EXERCISE BRIEF
Quote the whole listing verbatim.

----------------------------------------

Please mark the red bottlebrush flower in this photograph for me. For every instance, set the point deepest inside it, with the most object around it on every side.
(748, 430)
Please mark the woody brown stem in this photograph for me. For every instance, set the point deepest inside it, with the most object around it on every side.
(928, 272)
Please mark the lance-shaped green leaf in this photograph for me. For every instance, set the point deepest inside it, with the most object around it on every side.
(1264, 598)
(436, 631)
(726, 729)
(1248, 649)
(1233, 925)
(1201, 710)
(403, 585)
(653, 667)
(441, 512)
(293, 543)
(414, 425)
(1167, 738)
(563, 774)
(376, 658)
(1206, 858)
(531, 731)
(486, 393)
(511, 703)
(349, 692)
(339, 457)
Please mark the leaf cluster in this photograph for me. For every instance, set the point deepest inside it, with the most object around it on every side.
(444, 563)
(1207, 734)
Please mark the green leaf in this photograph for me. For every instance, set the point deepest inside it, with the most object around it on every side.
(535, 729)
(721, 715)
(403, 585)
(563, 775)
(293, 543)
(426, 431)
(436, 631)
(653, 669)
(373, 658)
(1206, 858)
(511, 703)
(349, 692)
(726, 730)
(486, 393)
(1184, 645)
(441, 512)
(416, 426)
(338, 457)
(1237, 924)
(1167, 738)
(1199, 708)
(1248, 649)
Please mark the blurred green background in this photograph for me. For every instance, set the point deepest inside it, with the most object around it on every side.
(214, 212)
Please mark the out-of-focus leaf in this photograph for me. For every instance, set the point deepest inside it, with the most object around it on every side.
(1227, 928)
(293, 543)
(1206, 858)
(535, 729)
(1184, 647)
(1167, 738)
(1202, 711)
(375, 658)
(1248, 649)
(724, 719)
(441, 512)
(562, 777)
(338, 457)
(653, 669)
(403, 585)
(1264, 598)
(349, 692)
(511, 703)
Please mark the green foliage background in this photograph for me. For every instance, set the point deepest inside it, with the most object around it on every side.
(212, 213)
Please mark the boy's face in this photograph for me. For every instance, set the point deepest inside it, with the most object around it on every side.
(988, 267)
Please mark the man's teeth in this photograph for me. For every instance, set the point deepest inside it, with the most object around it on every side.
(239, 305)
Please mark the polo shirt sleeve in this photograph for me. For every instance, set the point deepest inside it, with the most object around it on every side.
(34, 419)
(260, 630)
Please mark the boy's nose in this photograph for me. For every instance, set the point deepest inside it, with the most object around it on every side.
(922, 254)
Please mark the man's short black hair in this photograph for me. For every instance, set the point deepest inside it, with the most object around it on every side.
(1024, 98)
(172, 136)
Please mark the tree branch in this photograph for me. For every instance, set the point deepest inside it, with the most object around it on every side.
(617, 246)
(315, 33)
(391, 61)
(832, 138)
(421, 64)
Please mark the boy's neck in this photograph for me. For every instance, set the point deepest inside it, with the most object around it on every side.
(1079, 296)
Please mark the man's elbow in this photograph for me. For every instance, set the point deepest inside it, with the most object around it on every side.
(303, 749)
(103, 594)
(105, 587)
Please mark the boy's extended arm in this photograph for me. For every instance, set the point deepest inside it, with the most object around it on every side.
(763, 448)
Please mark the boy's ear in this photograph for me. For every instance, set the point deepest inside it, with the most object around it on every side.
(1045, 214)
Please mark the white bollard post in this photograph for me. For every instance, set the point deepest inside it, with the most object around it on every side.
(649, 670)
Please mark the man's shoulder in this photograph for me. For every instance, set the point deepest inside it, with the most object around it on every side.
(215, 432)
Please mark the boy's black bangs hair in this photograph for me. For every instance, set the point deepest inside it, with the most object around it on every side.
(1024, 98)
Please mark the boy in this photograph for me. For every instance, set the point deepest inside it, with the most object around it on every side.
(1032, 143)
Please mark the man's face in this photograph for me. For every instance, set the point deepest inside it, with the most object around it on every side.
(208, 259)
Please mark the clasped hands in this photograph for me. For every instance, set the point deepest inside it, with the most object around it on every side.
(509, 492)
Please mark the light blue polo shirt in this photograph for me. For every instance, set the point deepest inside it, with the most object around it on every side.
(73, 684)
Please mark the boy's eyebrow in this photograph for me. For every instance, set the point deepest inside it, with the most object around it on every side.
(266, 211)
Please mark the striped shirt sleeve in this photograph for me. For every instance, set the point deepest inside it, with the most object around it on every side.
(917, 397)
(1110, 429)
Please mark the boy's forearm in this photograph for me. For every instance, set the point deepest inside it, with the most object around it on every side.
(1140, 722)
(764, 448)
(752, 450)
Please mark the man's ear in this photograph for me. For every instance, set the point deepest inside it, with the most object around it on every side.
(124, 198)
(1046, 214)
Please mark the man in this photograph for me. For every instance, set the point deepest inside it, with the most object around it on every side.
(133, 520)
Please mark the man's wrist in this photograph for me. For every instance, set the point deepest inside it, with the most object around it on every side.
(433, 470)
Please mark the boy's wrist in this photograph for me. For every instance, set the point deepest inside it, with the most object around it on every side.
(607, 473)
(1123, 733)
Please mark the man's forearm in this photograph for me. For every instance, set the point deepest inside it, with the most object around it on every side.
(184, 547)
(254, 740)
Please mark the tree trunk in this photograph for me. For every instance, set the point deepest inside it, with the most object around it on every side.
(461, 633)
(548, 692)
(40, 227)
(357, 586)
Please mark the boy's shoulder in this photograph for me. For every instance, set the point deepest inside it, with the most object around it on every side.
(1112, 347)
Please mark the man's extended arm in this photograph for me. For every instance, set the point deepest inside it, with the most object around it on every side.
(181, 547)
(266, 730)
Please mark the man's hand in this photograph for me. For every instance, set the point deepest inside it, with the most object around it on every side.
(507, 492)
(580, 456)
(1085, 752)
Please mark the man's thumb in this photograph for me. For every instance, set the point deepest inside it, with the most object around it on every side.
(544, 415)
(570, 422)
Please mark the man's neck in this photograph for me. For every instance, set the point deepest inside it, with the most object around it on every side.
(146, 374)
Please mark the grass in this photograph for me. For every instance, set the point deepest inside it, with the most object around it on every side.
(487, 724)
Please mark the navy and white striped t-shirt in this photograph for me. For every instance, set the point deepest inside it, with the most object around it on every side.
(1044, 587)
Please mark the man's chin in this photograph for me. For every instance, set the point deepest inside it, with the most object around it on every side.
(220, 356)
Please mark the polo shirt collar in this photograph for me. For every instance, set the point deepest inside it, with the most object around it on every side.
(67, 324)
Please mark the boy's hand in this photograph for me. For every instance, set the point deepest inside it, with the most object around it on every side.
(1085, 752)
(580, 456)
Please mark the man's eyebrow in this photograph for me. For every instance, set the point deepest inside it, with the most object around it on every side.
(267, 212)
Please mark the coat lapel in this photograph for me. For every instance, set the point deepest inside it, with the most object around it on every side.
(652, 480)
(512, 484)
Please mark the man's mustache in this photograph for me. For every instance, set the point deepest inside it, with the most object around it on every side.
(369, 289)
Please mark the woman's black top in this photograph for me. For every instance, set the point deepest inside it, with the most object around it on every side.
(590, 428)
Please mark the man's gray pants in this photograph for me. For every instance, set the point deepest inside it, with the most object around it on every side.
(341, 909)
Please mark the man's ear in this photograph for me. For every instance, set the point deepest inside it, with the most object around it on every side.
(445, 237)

----------------------------------------

EXERCISE OUTPUT
Please mark the red bottlebrush flower in this photograph for me. For every instance, set the point deepest inside it, with the most object around it on every side.
(748, 430)
Please mark the woody brown stem in this photograph for me. For every instance, set the point deepest inside it, with the most object around it on every side.
(928, 272)
Please mark the lance-shaped green leaf in this photograph for me. For every instance, set the point deepest inside it, with the most object around it on every side.
(1264, 598)
(436, 631)
(726, 729)
(1248, 649)
(1233, 925)
(1201, 710)
(403, 585)
(653, 667)
(441, 512)
(293, 543)
(414, 425)
(1167, 738)
(563, 774)
(376, 658)
(1206, 858)
(531, 731)
(486, 393)
(511, 703)
(349, 692)
(339, 457)
Please mark the leaf cluster in this photograph for me. For every instance, set the point deepest inside it, with the most object around it on every side.
(444, 563)
(1207, 734)
Please mark the green leaf in this photograph for me. For every instance, set the point deepest inside it, with the most object around it on every side.
(535, 729)
(721, 715)
(403, 585)
(563, 775)
(293, 543)
(426, 431)
(436, 631)
(653, 669)
(373, 658)
(1206, 858)
(511, 703)
(349, 692)
(726, 730)
(486, 393)
(1184, 645)
(441, 512)
(416, 426)
(338, 457)
(1237, 924)
(1167, 738)
(1199, 708)
(1248, 649)
Please mark the blurred green background in this photograph for me. For every instance, set the point deepest inside it, with the most object around it on every side.
(214, 212)
Please mark the out-of-focus leaf in this photograph for me. For every instance, set the point deepest inside it, with the most object around it on every side.
(1227, 928)
(293, 543)
(1206, 858)
(535, 729)
(1184, 647)
(1167, 738)
(1202, 711)
(375, 658)
(1248, 649)
(724, 719)
(441, 512)
(562, 777)
(338, 457)
(653, 669)
(403, 585)
(1264, 598)
(349, 692)
(511, 703)
Please mark the green foliage background in this photograph for me. For every instance, set the point deepest inside it, with the most object around it on every side.
(212, 213)
Please mark the boy's face in this photograph for me. For every instance, set the point deepest inside it, with the most object around it on every side.
(988, 267)
Please mark the man's teeth in this photograph for me. For every instance, set the point deepest inside it, with the most object around it on every side.
(239, 305)
Please mark the polo shirt sleeve in this photograph for me. For every instance, set the point deepest inside it, with the most object around it on every side.
(34, 419)
(260, 630)
Please mark the boy's nose in this photograph for me. For every instance, set the point deepest inside it, with the most object around it on every side.
(922, 254)
Please mark the man's short black hair in this photograph for me. For every instance, set the point deepest inside it, with the most object around it on every side.
(1024, 98)
(172, 136)
Please mark the tree branch in this photograph for me. For every instance, set the point deepest inside it, with the most object around it on every side.
(617, 246)
(315, 33)
(391, 61)
(832, 138)
(421, 64)
Please mark the boy's neck in this photograph for me. For every instance, set the point deepest inside it, with the most object around it on every side.
(1079, 296)
Please mark the man's elbow in this photograph for me. For every instance, set the point deepest inside it, with the most object around it on every side.
(303, 749)
(103, 594)
(105, 587)
Please mark the boy's extended arm in this photograph for me. For every instance, set the point deepest inside it, with the most object around it on every side.
(763, 448)
Please mark the boy's ear in this photograph for me. For every instance, set the point deepest inside it, with the most object around it on every side.
(1045, 214)
Please mark the white bollard post in this photograph for me. For every instance, set the point deepest inside it, with the most object around it on every side.
(649, 670)
Please mark the man's shoulder in this photograph for me. For every instance, set the point deepest inside it, with the most object around it on every side.
(215, 432)
Please mark the boy's black bangs hair in this photograph for me. For every instance, set the point deepest inside it, with the most object around it on every side.
(1024, 98)
Please mark the boy in this photograph for me. For every instance, set the point deepest inside it, with the most object around it on every side.
(1032, 143)
Please mark the man's face in this photograph for me. For every instance, set the point deepest inside it, with the most object around it on every side.
(208, 259)
Please mark the clasped hands in this photograph for me. For every instance, set the point deepest inside it, with the most object around it on every side.
(509, 492)
Please mark the light blue polo shirt in this photograph for me. For every instance, set the point deepest inside it, with the most object around it on every side.
(73, 684)
Please mark the boy's eyebrow in this photograph for me. For every instance, set the point deepest inside it, with the most object around it on every side.
(266, 211)
Please mark the striped shirt sleeve in this photograph for me. For every instance, set the point deepest inside it, with the most object around it on every side.
(917, 397)
(1110, 429)
Please mark the boy's forearm in this photograph for me. For every instance, set the point deepest inside it, with the most object around it on every side.
(1140, 722)
(764, 448)
(752, 450)
Please mark the man's ear in this photograph for me. For every instance, set the point deepest inside it, with the most object around it on every side.
(124, 198)
(1046, 214)
Please mark the man in this photograph for me. For every instance, set the point deepest inside it, with the most object around it on every side.
(133, 520)
Please mark the man's wrist in this photograph for me. For every instance, set the point deepest inside it, with the most object around it on every side.
(433, 470)
Please mark the boy's wrist in this photograph for me. For every instance, set the point deepest inside it, with the most object around it on every side.
(607, 473)
(1123, 733)
Please mark the man's forearm in this photograph for me. For every instance, set the point deepest inside it, with the most object around it on every side.
(184, 547)
(254, 740)
Please mark the tree trunk in this photograph for me. For every instance, set the point deepest inside it, with the most object around it on every side.
(461, 633)
(548, 692)
(40, 227)
(357, 586)
Please mark the boy's shoulder in this photograph for me. For every instance, set the point deepest inside it, with the most object around it on every side.
(1112, 347)
Please mark the man's extended arm in this photograph for me. For every instance, set the point deepest inside it, with the most object around it on every side.
(181, 547)
(266, 730)
Please mark the man's hand in this photograph for me. For every instance, set the point deepest inside it, with the most object around it on every side.
(507, 492)
(580, 456)
(1085, 752)
Please mark the man's thumb in this photograph for me. For every instance, set the point deepest inside it, with the most object around it on every side.
(544, 415)
(570, 422)
Please mark the man's neck in this photograph for me. For every instance, set the point deepest inside it, with the most object around it on every side.
(146, 374)
Please mark the grass in this photograph for me. For every instance, set the point deepest inside it, with the most object around it on every side.
(487, 724)
Please mark the navy and white striped t-shirt in this photograph for me. For every instance, set the point deepest inside it, with the most object around it on every side.
(1044, 587)
Please mark the man's chin in this photograph for me. For every instance, set the point deepest inside it, with the most object around it on every side.
(220, 356)
Please mark the polo shirt collar in this photograph for me. For every instance, set the point deepest inside it, with the most object around it on every side.
(67, 324)
Please mark the boy's hand in this photograph for me. For every instance, set the point deepest inside it, with the most object around it on every side.
(1085, 752)
(580, 456)
Please mark the man's eyebrow in this photograph for me. For every instance, set the point deepest inside it, with the most object around it on every side.
(267, 212)
Please mark the coat lapel in this photograph for me. For every instance, set the point deepest inside it, with the most object around it on every side.
(652, 480)
(512, 484)
Please mark the man's mustache in this photograph for me. For every instance, set the point deepest inside it, with the most object around it on every side.
(369, 289)
Please mark the woman's black top in this photograph for me. For every instance, set the point deepest inside it, with the most object around it on every side.
(590, 428)
Please mark the man's gray pants in this photograph for me. For every instance, set the point deepest inside it, with the most object around it on every side.
(341, 909)
Please mark the man's ear in this photograph for me. For every instance, set the point deepest inside it, with the most object around it on every side.
(445, 237)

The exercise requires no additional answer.